在下方讲解 ONNX 导出与量化的正文中，从“量化是部署优化,不是训练必需”到“了,不代表效果一定完全不变。”这一段，请逐字照录。

**正文**
= = = =
ONNXRuntime 需要 numpy 输入。这里根据 ONNX 模型签名对输入做两件事:

  • float64 dense 输入转成 float32
  • 如果导出签名期望二维输入而 dataloader 给出一维数组,则 reshape 为 [B, 1]

验证时 max_abs_diff 不需要严格为 0。只要差异很小,通常说明 PyTorch 和 ONNXRuntime 的结果一致。真实上线前还应补充更完整的样本覆盖,例如不同 batch size、缺失值、padding 序列、极端 id、空历史序列等。

可选:ONNX 模型量化(INT8 / FP16)

量化是部署优化,不是训练必需步骤。第一次跑教程时可以先看导出和推理验证,确认流程通了再打开量化。

  • INT8 动态量化:更偏向 CPU 推理加速,常用于 MLP/Linear 较多的模型。
  • FP16 转换:更偏向 GPU 推理,主要降低显存占用并提升吞吐。

量化后建议重新做一次推理对比和线上指标评估,因为模型体积和速度变好了,不代表效果一定完全不变。

对于双塔召回,量化只是部署的一部分。item tower 产出的物品向量还需要写入向量索引;本仓库 Serving 文档提供了统一的 builder_factory,可以在 Annoy、FAISS、Milvus 之间切换。小规模本地实验用 Annoy 更轻量,高性能单机场景常用 FAISS,需要服务化和持久化管理时可以考虑 Milvus。

python
if not CTR_ONNX_EXPORTED:
    print("Skip quantization because CTR ONNX export did not complete.")
else:
    # 量化/转换导出的 ONNX(可选)

    from torch_rechub.utils.quantization import quantize_model

    ctr_onnx_int8_path = os.path.join(EXPORT_DIR, "deepfm.int8.onnx")
    ctr_onnx_fp16_path = os.path.join(EXPORT_DIR, "deepfm.fp16.onnx")

    # INT8 动态量化(需要 onnxruntime)
    try:
        quantize_model(ctr_onnx_path, ctr_onnx_int8_path, mode="int8")
        print("exported int8:", ctr_onnx_int8_path)
    except Exception as e:
        print("INT8 quantize skipped:", repr(e))

    # FP16 转换(需要 onnx + onnxconverter-common)
    try:
        quantize_model(ctr_onnx_path, ctr_onnx_fp16_path, mode="fp16", keep_io_types=True)
        print("exported fp16:", ctr_onnx_fp16_path)
    except Exception as e:
        print("FP16 convert skipped:", repr(e))

输出:

text
Skip quantization because CTR ONNX export did not complete.
python
# ---------- Part B: Matching(DSSM)双塔导出 + 最小推理验证 ----------

# 为了让本教程独立且快速,这里构造一个最小 DSSM 模型(不依赖完整训练),并导出 user/item tower。

# user tower features
user_features = [
    SparseFeature("user_id", vocab_size=1000, embed_dim=16),
    SparseFeature("gender", vocab_size=3, embed_dim=16),
    SparseFeature("age", vocab_size=10, embed_dim=16),
    SparseFeature("occupation", vocab_size=30, embed_dim=16),
    SparseFeature("zip", vocab_size=5000, embed_dim=16),
    SequenceFeature("hist_movie_id", vocab_size=5000, embed_dim=16, pooling="mean", shared_with="movie_id"),
]

# item tower features
item_features = [
    SparseFeature("movie_id", vocab_size=5000, embed_dim=16),
    SparseFeature("cate_id", vocab_size=50, embed_dim=16),
]

match_model = DSSM(
    user_features,
    item_features,
    temperature=0.02,
    user_params={"dims": [64], "activation": "prelu"},
    item_params={"dims": [64], "activation": "prelu"},
)
= = = =
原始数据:
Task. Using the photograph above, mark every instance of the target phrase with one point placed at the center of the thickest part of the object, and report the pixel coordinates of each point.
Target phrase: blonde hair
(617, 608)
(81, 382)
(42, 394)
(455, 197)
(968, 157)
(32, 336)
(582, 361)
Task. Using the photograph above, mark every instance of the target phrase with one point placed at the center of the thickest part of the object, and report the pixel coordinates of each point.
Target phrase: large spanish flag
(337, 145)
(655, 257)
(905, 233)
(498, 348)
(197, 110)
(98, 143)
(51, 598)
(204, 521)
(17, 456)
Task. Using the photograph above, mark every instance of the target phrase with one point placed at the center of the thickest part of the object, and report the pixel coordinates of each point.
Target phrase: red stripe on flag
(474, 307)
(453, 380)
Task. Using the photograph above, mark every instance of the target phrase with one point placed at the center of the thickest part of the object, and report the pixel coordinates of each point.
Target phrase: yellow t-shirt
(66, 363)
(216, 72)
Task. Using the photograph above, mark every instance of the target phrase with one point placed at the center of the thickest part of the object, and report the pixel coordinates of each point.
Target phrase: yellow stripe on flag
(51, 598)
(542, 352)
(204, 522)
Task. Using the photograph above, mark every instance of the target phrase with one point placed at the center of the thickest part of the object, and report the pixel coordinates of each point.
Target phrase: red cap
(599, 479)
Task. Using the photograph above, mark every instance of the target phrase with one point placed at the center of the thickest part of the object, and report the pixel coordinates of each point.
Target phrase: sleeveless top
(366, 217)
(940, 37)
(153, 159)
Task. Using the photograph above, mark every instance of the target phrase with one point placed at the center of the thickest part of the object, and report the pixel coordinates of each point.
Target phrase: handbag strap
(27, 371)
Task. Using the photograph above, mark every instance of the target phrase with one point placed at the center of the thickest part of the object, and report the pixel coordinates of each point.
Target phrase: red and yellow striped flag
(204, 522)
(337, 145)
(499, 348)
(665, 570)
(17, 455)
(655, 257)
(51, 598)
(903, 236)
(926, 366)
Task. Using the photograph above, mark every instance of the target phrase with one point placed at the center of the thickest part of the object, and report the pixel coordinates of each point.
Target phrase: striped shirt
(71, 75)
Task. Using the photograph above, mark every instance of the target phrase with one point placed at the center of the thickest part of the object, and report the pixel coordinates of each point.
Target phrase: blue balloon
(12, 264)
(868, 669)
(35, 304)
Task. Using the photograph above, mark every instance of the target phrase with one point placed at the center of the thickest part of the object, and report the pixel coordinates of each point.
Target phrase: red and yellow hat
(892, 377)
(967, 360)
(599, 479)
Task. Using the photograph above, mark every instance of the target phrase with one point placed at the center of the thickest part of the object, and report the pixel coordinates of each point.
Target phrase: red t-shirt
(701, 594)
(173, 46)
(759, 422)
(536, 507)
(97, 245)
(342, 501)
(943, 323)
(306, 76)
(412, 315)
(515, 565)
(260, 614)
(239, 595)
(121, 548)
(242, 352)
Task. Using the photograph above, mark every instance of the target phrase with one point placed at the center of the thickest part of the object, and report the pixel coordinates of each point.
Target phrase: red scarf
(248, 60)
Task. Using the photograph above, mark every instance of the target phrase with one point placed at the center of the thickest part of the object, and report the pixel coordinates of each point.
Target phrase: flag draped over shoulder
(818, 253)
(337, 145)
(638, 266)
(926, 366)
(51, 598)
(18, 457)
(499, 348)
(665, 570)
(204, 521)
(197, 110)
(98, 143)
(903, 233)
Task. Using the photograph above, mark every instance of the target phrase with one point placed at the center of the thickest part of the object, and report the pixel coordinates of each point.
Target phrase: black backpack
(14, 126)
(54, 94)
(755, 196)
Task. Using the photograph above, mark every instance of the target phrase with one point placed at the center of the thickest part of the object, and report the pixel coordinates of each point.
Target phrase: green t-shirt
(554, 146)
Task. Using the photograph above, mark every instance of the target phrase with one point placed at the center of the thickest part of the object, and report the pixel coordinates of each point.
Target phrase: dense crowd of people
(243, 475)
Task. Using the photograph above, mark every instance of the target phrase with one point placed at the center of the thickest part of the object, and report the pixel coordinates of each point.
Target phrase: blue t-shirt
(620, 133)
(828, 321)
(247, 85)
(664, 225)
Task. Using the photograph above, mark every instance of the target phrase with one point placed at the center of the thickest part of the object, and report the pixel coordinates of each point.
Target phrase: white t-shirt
= = = =
**练习答复**
量化是部署优化,不是训练必需步骤。第一次跑教程时可以先看导出和推理验证,确认流程通了再打开量化。

  • INT8 动态量化:更偏向 CPU 推理加速,常用于 MLP/Linear 较多的模型。
  • FP16 转换:更偏向 GPU 推理,主要降低显存占用并提升吞吐。

量化后建议重新做一次推理对比和线上指标评估,因为模型体积和速度变好了,不代表效果一定完全不变。